■ WHAT YOU ARE ASKED TO DO: State how many lines below hold the word "wall". Give that number and no other text.

■ EXTRACTED DATA:
::::

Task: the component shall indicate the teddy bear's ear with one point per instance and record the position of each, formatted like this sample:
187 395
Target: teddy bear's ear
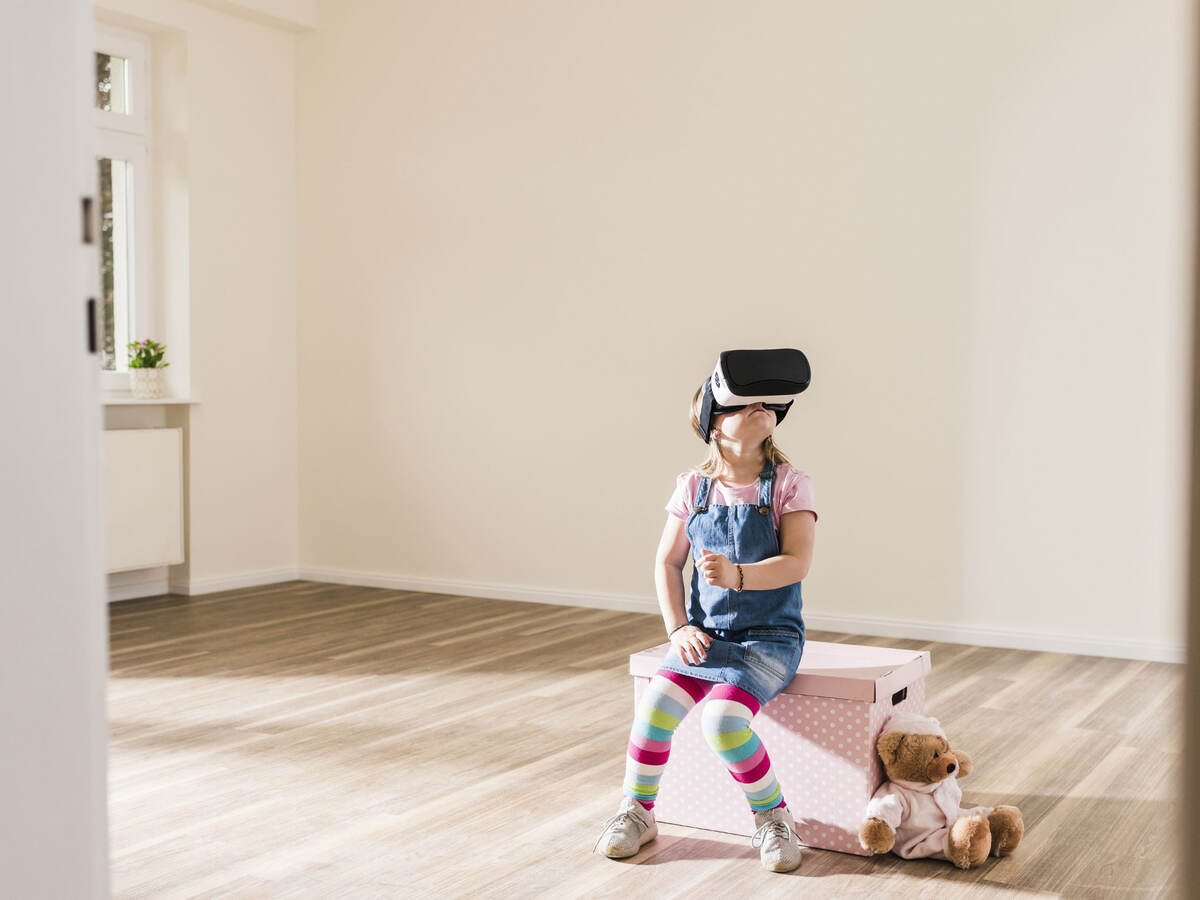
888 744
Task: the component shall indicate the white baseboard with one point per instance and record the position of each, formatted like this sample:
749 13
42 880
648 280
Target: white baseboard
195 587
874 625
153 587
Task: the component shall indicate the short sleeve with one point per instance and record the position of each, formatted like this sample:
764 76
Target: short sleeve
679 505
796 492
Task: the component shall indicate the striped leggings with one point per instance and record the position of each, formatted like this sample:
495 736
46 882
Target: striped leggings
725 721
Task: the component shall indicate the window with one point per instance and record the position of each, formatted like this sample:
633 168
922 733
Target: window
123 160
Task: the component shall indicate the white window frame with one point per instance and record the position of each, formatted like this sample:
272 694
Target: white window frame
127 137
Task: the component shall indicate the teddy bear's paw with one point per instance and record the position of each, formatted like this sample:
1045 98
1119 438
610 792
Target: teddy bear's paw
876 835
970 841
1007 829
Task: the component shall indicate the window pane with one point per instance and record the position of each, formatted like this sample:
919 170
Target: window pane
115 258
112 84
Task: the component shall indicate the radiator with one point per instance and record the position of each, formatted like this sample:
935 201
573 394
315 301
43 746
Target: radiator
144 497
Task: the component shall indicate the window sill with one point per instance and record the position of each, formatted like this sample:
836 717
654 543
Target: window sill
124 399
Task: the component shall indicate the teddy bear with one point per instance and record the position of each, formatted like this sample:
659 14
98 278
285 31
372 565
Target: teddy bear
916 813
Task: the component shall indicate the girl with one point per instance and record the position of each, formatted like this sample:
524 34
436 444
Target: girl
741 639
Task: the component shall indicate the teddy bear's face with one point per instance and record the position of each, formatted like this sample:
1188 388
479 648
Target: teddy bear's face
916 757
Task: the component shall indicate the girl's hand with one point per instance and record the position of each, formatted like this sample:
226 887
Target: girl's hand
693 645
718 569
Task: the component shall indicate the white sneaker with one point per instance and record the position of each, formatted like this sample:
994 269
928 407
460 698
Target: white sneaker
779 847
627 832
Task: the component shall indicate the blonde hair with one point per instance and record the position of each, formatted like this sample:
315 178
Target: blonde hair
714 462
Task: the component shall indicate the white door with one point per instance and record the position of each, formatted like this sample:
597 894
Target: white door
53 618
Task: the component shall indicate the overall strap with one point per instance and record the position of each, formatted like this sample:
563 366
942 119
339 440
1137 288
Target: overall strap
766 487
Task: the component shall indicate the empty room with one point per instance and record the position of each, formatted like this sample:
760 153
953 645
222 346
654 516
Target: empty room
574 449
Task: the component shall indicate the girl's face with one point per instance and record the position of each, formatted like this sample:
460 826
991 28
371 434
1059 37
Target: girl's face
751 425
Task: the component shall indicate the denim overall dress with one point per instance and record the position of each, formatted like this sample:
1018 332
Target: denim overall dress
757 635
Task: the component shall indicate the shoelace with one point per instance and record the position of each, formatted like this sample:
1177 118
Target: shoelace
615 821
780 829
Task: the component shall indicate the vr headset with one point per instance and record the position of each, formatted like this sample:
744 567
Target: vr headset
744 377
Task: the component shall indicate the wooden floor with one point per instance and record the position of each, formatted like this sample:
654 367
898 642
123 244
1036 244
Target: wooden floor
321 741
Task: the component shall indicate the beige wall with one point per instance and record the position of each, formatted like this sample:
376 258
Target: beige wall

::::

■ ANSWER SPACE: 2